--- begin SELECTED EXCERPT ---

There have been some stabs at doing this properly, at least to the extent of sharing group information between applications. I don’t get the feeling that anybody has taken it seriously enough yet, and some providers (notably Facebook) deliberately make life difficult. But it’s been examined a lot.

Layer 3: Application — this is conceptually the top of the stack, but it interacts with the other layers in fairly subtle ways. This is all the stuff you can *do* online. In principle, all functionality belongs here, and shouldn’t get mixed in with the other layers.

Most systems get this wrong, mixing everything from personal information to chat into the Identity layer instead of formally separating it via APIs into a consistent Application layer. In particular, the big providers tend to treat applications as what everyone *else* gets to do, while privileging their own stuff. People have always objected when Microsoft does things like that; there is no reason for companies like Facebook and Google to get let off the hook.

There are some nascent proto-standards for this sort of thing, but I haven’t seen much agreement yet. It’s not going to be real until multiple companies are hosting applications using the same standard, and a fair number of companies are writing applications using it.

Layer 4: Aggregation — this is the elephant in the room, that everyone prefers to ignore, but it’s central to much of the privacy problem.

The thing is, if you really care about your privacy, you need to be able to control how your Identities relate to each other. The Identity provider, the Grouping provider, the Application provider — none of these should have to know about all of your Identities. Moreover, if one of them *does* own the collection of Identities, then they own you in a sense, and we fail the key objective of giving you control over your online world.

This is the heart of the various Google problems — I haven’t yet figured out whether they are being deliberately obtuse about this problem, or really don’t get it, or are struggling with its implications and (typically of Google) refuse to say anything at all until they have the one true solution built in-house, and are simply refusing to engage properly with the wider community. It was the heart of the issue with the Real Names policy (if everything has to be under a single real name, you get aggregated whether you like it or not), and it’s the heart of the issue with their new privacy policy (since it is now clear that you can’t separate your identities simply by using different apps).

Now of course, you *can* deal this today, by creating completely separate accounts and never letting them touch each other; that’s often recommended. But it’s a blithe non-answer, because the simple truth is that that’s horribly inconvenient. There simply isn’t good tool support for it, so at best it’s clunky.

This is the bit that’s actually technically challenging, because it affects the way the rest of the stack works. In principle, you want to be able to aggregate your *views* of applications — for example, be able to see all of the conversations that include all of your Identities in a single place. But doing this while getting real privacy means that the Applications have to be built in such a way that they can’t accidentally “leak” the relationships between the Identities, and that’s tricky. Still, it could likely be managed with a well-controlled environment, with well-defined APIs.

Separating things into clear layers like this, communicating via clear APIs, would improve the online social world in a lot of ways. It would level the playing field, letting in lots of competition in each of these spaces; at the same time, it would make it more economical to build new applications if you didn’t have to rewrite them for each social network.

--- end SELECTED EXCERPT ---
--- begin SOURCE DATA ---

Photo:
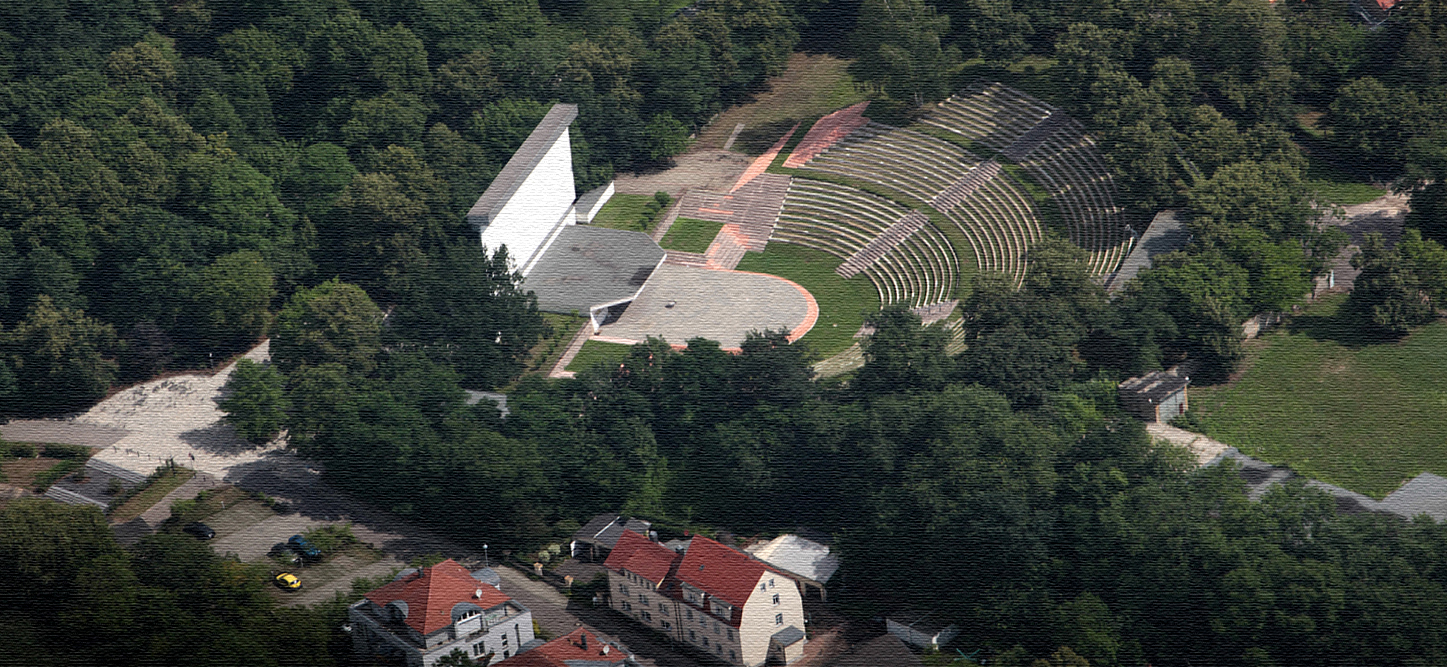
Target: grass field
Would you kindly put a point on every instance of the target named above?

--- end SOURCE DATA ---

## DIRECTIONS
(a) Indicate whether each statement agrees with the excerpt on layering online social systems, giving yes or no and quoting the words that decide it: (i) Facebook is named as a provider that deliberately hinders the sharing of group information between applications. (ii) The Aggregation layer is described as technically simple to achieve. (iii) Keeping completely separate accounts is presented as a satisfactory solution to the aggregation problem.
(b) Carry the excerpt on layering online social systems forward, starting after its final sentence.
The listing above is separate material and has no connection to the excerpt on layering online social systems.

## ANSWERS TO EACH TASK
(a)
(i) Yes: "some providers (notably Facebook) deliberately make life difficult."
(ii) No: "This is the bit that’s actually technically challenging, because it affects the way the rest of the stack works."
(iii) No: "But it’s a blithe non-answer, because the simple truth is that that’s horribly inconvenient."

(b)
And I should be clear: it’s entirely reasonable to cheat a bit. So long as a social network allows in outside versions of each of these protocols, there is nothing at all with it offering a full stack of all of them, integrated to make it easier for a naive user to get involved. Yes, there are some market risks with that sort of collusion, but let’s get real — most people want convenience, and do *not* care about things like privacy or openness. (Yes, they should. But the world doesn’t run on nice ideals.)

Why doesn’t it just happen? Plain and simply, because the above architecture doesn’t offer an obvious way to become a billionaire. In that, it’s much like the Internet itself. As an individual, you *want* the social network to be a commodity, the same way that the Internet is. But companies want to lock you into their walled gardens, because that’s how they get rich.

History points the way, though. Originally, the networks themselves were walled gardens — companies like Compuserve and Prodigy tried to lock you into their gardens, providing lots of features but not letting you walk outside. We didn’t put up with it then: we collectively instead went for the messy but inter-connected Internet, and those companies basically wound up in the dustbin.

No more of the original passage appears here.